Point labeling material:
►

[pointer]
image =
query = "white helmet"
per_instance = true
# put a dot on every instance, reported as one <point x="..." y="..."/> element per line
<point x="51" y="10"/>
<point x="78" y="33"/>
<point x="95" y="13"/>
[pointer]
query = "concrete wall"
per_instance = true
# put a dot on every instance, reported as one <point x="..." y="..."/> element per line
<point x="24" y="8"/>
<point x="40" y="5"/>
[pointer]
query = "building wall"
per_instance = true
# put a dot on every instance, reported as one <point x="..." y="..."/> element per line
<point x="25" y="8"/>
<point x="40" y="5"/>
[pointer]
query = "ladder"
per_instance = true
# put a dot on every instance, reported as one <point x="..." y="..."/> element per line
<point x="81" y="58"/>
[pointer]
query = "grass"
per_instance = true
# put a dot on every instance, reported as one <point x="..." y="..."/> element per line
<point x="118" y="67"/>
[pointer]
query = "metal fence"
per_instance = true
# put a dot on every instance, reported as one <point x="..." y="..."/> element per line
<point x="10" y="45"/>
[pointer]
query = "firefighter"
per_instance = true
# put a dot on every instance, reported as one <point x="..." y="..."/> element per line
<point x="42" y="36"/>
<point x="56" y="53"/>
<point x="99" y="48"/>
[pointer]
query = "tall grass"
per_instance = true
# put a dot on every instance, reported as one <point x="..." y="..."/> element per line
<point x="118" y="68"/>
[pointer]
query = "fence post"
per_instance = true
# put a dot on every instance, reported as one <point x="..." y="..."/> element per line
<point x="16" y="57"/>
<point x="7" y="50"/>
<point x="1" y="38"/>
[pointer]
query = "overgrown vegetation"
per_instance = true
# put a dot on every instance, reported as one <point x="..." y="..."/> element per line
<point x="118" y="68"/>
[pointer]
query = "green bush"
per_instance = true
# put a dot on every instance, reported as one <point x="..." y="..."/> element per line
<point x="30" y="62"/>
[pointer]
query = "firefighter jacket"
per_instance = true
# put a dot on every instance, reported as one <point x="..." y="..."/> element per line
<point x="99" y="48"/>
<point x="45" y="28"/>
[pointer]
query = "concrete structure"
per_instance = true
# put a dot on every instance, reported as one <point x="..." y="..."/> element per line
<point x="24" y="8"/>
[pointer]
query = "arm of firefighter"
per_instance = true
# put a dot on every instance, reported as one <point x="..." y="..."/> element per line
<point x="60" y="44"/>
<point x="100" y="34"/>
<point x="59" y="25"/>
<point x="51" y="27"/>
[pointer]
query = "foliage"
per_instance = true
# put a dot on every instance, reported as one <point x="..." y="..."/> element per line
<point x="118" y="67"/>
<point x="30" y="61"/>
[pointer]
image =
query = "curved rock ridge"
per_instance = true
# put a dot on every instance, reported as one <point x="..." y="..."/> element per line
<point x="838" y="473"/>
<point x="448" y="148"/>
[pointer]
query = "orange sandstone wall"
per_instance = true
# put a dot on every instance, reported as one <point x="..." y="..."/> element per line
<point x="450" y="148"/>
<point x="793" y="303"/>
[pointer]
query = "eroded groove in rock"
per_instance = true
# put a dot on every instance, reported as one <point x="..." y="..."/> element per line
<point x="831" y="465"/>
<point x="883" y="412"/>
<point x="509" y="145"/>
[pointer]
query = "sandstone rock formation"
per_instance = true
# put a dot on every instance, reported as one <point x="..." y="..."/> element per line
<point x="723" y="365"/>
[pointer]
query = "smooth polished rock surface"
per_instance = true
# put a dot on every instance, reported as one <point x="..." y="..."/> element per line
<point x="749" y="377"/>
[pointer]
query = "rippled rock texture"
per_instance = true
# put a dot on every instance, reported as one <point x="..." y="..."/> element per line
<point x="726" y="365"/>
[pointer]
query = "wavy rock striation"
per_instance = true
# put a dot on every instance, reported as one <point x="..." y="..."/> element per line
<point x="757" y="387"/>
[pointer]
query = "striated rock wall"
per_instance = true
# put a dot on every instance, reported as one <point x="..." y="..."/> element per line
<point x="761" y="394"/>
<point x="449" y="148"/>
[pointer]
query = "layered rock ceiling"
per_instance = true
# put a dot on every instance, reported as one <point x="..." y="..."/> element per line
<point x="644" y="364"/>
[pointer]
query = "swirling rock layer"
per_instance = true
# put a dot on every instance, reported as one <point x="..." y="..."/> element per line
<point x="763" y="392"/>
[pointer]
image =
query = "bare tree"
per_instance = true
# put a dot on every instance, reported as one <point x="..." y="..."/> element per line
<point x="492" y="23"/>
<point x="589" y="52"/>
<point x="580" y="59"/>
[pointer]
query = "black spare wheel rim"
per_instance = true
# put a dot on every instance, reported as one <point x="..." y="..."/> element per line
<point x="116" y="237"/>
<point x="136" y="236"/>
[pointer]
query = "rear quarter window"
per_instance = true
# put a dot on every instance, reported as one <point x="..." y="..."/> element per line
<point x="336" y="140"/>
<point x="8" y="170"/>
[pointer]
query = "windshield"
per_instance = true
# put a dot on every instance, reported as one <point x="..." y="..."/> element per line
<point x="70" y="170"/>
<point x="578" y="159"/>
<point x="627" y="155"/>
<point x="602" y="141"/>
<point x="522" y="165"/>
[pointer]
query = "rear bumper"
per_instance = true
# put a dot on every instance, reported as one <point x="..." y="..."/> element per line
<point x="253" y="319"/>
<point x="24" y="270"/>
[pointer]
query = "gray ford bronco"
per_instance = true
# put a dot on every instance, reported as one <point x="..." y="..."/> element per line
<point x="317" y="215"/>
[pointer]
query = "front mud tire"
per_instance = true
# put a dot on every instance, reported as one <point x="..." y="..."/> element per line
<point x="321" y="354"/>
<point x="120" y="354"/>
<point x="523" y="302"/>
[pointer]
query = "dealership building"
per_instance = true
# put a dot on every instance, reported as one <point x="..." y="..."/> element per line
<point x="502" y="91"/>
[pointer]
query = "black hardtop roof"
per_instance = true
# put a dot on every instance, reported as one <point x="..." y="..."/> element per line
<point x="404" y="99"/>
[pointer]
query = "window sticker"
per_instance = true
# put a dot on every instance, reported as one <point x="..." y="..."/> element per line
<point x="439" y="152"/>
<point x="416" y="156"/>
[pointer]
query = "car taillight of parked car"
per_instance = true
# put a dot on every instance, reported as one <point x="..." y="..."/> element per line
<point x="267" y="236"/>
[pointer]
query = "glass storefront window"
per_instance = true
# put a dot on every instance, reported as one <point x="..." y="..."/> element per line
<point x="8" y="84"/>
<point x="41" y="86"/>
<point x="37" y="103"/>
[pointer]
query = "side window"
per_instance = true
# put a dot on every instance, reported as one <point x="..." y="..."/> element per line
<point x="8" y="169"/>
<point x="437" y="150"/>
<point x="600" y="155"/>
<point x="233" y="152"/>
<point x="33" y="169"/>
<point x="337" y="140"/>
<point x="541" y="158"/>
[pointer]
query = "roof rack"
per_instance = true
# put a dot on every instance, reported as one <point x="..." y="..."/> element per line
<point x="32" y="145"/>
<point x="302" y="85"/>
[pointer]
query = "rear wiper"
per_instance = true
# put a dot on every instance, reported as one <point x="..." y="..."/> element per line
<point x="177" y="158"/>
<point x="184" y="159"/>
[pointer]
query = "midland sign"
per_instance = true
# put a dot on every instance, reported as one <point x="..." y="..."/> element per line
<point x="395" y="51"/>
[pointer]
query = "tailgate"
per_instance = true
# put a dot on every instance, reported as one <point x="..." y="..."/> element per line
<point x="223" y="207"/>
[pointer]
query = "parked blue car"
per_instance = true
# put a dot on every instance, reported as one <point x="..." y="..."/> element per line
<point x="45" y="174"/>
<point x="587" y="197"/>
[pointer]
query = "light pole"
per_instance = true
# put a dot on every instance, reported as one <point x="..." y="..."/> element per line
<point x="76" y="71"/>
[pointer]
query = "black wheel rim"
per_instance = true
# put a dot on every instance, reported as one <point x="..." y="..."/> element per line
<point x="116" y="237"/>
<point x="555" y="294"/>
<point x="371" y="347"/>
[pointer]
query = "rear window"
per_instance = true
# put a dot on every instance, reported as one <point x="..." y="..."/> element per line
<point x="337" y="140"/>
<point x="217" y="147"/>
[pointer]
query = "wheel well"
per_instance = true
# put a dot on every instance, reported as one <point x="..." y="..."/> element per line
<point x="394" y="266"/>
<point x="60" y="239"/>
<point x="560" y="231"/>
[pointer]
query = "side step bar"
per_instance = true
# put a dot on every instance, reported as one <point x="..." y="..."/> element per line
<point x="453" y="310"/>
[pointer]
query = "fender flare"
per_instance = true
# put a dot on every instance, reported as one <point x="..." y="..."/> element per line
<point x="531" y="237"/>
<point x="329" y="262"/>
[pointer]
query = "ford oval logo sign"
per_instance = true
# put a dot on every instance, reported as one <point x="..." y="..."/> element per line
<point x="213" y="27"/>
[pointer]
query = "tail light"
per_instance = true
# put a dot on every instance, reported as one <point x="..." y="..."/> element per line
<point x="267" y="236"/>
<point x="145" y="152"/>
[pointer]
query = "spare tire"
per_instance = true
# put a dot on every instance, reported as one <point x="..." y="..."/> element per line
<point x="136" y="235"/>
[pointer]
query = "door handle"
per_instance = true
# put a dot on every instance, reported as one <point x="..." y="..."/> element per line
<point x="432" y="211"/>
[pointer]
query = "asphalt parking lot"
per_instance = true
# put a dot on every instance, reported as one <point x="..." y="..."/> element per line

◄

Count the lines of the material above that contain the string "firefighter", with case counting, and give only the number.

Result for this exercise: 3